**Trecho da página:**
===

País situado ao norte da África, antiga colônia francesa, que conquistou

sua independência em 1962. Seu principal produto de exportação é o petróleo e

o gás. Em 1987 - a queda nos preços internacionais do petróleo leva o governo

argelino a cortar drasticamente os gastos públicos, sobretudo nas áreas sociais.

Esta medida reforça a Frente Islâmica de Salvação (FIS) cuja proposta de

criação de um Estado Islâmico ganha popularidade.

Uma reforma constitucional em 1989 põe fim ao regime de partido único, e

nas eleições locais de 1990 a FIS sai vitoriosa.

A partir daí a FIS lança campanha contra a influência ocidental e aprova

uma lei que torna o árabe a língua oficial a partir de 1997.

Nas eleições gerais de dezembro de 1991, a FIS conquista a maioria

Parlamento. Esta vitória deflagra um golpe de estado liderado pelo Exército, e o

poder passa para as Forças Armadas. O golpe tem apoio velado do Ocidente, em

especial da França, que teme um Estado Fundamentalista às margens do

Mediterrâneo. A decretação da ilegalidade do FIS e a prisão de militantes

desencadeiam onda de atentados.

100

Entre 1992 e 1995 a Argélia vive o clima de guerra civil. Em 94 surge o

Exército Islâmico de Salvação (EIS), vinculado à F1S que também mantém

relações com o Grupo Islâmico Armado (GIA).

Em janeiro de 1998 mais de mil pessoas são mortas durante o Ramadã

(mês sagrado para os muçulmanos). Os EUA e a UE enviam uma delegação

para investigar os massacres e negociar a paz entre os grupos.

===

**Exercícios propostos:**
(A) No trecho sobre a Argélia, reescreva em forma de lista o parágrafo que começa com "Em janeiro de 1998", preservando seus fatos principais.
(B) Reproduza, sem qualquer alteração, o trecho dos registros que vai da linha que contém "occurrence of gemsbok" até o final dos registros.

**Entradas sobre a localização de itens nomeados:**
===

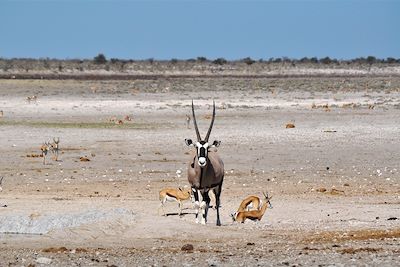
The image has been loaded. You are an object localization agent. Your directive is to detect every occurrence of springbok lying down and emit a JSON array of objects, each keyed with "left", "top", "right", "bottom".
[
  {"left": 0, "top": 176, "right": 7, "bottom": 208},
  {"left": 185, "top": 101, "right": 224, "bottom": 226}
]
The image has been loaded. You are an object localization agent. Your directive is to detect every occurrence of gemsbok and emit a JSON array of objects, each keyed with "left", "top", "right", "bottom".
[
  {"left": 231, "top": 192, "right": 272, "bottom": 223},
  {"left": 185, "top": 100, "right": 224, "bottom": 226},
  {"left": 158, "top": 188, "right": 192, "bottom": 216}
]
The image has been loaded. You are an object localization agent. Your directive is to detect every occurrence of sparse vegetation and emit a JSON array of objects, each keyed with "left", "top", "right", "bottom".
[{"left": 93, "top": 54, "right": 107, "bottom": 64}]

===

**Respostas por tarefa:**
(A)
- Em janeiro de 1998, durante o Ramadã (mês sagrado para os muçulmanos), mais de mil pessoas são mortas.
- Os EUA e a UE enviam uma delegação para investigar os massacres e negociar a paz entre os grupos.

(B)
The image has been loaded. You are an object localization agent. Your directive is to detect every occurrence of gemsbok and emit a JSON array of objects, each keyed with "left", "top", "right", "bottom".
[
  {"left": 231, "top": 192, "right": 272, "bottom": 223},
  {"left": 185, "top": 100, "right": 224, "bottom": 226},
  {"left": 158, "top": 188, "right": 192, "bottom": 216}
]
The image has been loaded. You are an object localization agent. Your directive is to detect every occurrence of sparse vegetation and emit a JSON array of objects, each keyed with "left", "top", "right", "bottom".
[{"left": 93, "top": 54, "right": 107, "bottom": 64}]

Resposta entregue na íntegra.